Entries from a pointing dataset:
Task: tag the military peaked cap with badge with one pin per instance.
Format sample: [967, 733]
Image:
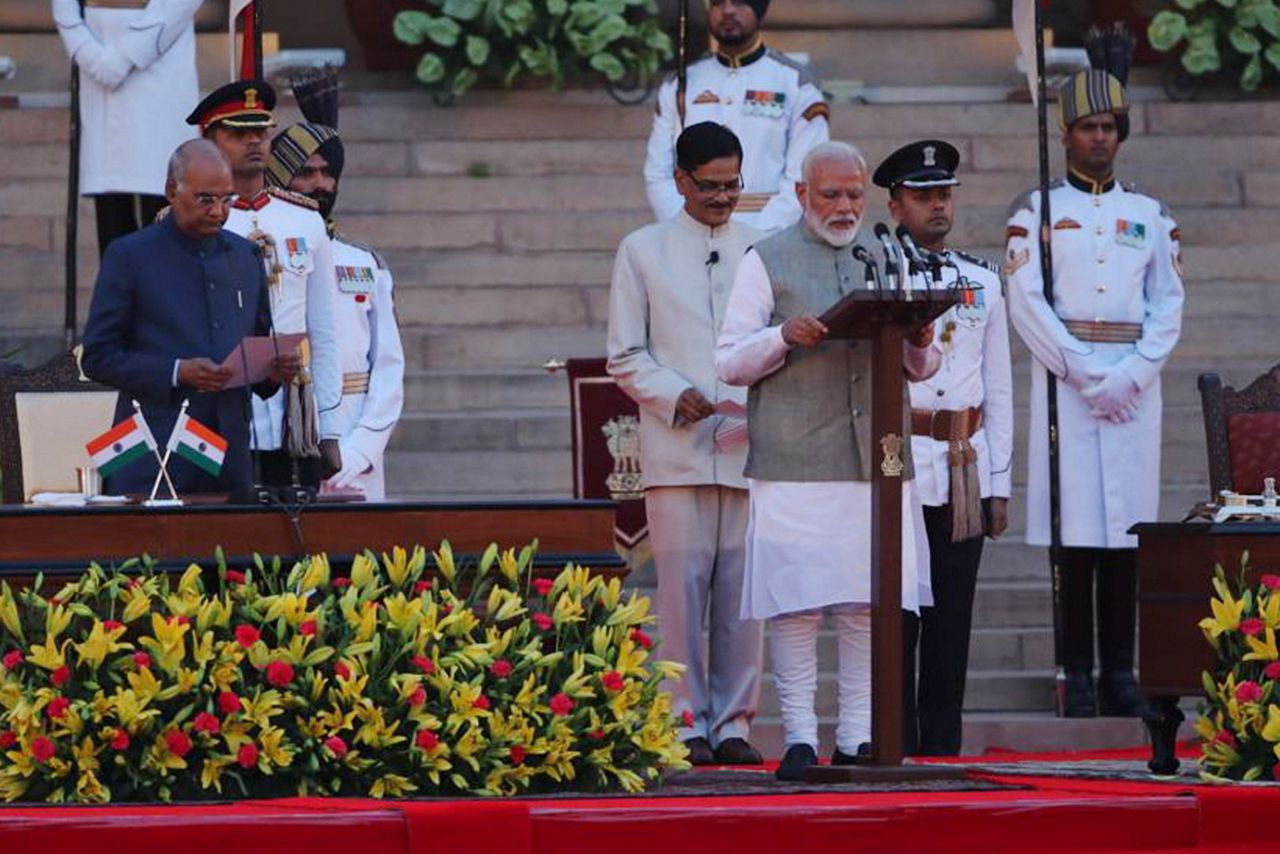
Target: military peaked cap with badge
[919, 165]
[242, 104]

==

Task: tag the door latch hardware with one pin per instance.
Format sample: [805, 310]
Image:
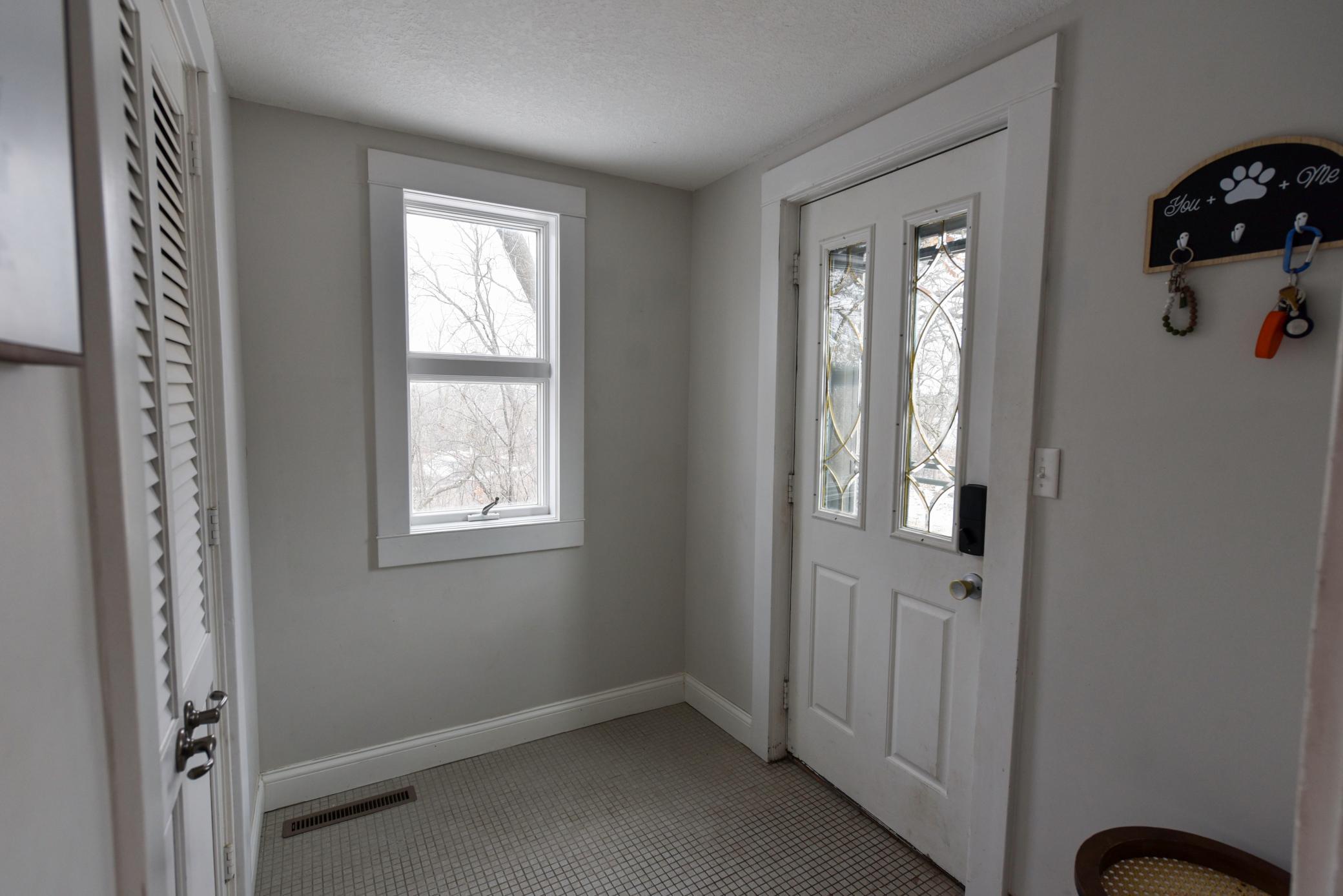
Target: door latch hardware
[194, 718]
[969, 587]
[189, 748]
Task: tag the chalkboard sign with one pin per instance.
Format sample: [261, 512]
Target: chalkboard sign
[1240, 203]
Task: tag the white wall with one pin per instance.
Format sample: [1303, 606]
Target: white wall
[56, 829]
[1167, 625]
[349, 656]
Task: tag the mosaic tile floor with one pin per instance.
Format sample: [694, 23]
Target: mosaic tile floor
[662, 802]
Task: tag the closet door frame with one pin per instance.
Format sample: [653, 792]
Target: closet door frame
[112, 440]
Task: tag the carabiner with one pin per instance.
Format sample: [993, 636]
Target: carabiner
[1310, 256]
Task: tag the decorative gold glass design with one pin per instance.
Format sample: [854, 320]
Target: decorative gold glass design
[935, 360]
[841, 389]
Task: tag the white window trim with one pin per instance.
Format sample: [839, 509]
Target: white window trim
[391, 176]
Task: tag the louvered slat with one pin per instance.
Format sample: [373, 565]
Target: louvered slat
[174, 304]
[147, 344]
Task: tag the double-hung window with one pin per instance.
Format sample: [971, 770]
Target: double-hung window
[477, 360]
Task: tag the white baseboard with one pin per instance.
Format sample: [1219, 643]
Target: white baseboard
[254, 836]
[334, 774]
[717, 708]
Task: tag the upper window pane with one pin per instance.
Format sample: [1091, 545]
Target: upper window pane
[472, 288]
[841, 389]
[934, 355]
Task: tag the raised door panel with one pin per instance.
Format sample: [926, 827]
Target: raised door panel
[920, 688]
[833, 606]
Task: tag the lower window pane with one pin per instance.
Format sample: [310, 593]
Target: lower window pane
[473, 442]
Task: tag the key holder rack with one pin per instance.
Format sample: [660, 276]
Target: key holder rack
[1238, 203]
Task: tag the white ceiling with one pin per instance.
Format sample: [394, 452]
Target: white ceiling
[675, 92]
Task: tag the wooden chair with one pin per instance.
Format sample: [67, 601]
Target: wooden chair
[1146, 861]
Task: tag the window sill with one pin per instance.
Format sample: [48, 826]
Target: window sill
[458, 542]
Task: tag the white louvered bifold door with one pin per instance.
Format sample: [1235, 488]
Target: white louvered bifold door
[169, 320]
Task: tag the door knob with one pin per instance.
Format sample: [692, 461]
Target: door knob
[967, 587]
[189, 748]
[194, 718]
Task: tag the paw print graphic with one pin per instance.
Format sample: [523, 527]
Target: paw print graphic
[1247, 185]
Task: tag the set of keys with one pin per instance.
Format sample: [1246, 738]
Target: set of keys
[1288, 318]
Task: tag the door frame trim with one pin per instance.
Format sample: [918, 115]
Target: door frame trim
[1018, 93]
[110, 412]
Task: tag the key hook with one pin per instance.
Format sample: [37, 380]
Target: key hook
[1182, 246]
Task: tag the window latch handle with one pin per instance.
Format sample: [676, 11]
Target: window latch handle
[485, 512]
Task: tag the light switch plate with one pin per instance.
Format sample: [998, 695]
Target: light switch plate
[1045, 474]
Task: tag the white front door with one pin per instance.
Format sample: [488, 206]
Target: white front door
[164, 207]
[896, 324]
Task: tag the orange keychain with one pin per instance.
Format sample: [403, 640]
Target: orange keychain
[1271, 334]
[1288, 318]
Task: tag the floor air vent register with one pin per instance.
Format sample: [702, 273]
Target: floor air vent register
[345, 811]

PROBLEM DETAILS: Copy out the lines between the line holding "Task: tag the wooden" and the line holding "[1247, 185]", inclusive, with no changes.

ANSWER BELOW:
Task: tag the wooden chair with one pin per instance.
Format sample: [67, 601]
Target: wooden chair
[1146, 861]
Task: tag the window sill with one pin per instance.
Format sample: [48, 826]
Target: window sill
[458, 542]
Task: tag the white louvered bifold door with one pin per instance.
Format sample: [1235, 488]
Target: white louvered bifold door
[169, 320]
Task: tag the door knob with one pin per instance.
Format sample: [692, 461]
Target: door knob
[967, 587]
[189, 748]
[194, 718]
Task: tag the paw print graphic with one pin per instance.
Format sample: [523, 527]
Target: paw print graphic
[1247, 185]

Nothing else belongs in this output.